-- Task requirements --
Produce a word-for-word restatement of the lines from the line with "Would you mind tagging the guitar strap" to the end of the listing below, inclusive.

-- Data provided --

_ _ _ _

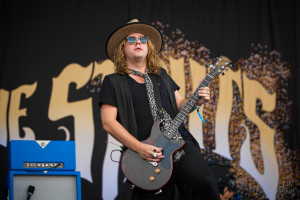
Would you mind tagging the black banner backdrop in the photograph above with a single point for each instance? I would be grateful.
(53, 60)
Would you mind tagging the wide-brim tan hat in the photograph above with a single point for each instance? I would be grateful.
(133, 26)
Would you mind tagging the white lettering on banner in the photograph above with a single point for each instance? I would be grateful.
(82, 111)
(4, 98)
(15, 112)
(269, 179)
(224, 111)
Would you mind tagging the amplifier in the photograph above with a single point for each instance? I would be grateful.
(41, 155)
(53, 185)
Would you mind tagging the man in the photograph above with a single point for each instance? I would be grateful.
(129, 106)
(227, 187)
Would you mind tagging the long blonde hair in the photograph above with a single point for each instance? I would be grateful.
(153, 61)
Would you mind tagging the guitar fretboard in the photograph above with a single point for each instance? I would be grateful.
(188, 106)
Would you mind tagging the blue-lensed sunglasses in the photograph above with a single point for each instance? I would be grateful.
(132, 39)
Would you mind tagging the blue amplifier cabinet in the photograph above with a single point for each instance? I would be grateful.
(41, 155)
(58, 185)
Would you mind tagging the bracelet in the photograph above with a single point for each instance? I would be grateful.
(197, 108)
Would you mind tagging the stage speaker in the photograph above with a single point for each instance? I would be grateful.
(53, 185)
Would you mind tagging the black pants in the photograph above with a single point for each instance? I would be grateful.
(191, 169)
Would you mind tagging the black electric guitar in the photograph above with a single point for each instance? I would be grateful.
(154, 175)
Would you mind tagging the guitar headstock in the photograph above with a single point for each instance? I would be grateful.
(219, 66)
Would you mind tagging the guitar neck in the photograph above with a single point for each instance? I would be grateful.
(186, 109)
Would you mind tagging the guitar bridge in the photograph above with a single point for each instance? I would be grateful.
(153, 163)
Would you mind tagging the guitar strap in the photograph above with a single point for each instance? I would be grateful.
(157, 95)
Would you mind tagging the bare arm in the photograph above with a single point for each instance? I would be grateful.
(116, 130)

_ _ _ _

-- Response to this task --
Would you mind tagging the guitar strap in the photograph above with a single point for each instance? I would be grateful.
(157, 95)
Would you mind tagging the bare arm in the photograph above with a single point for each instance? I would be grateful.
(116, 130)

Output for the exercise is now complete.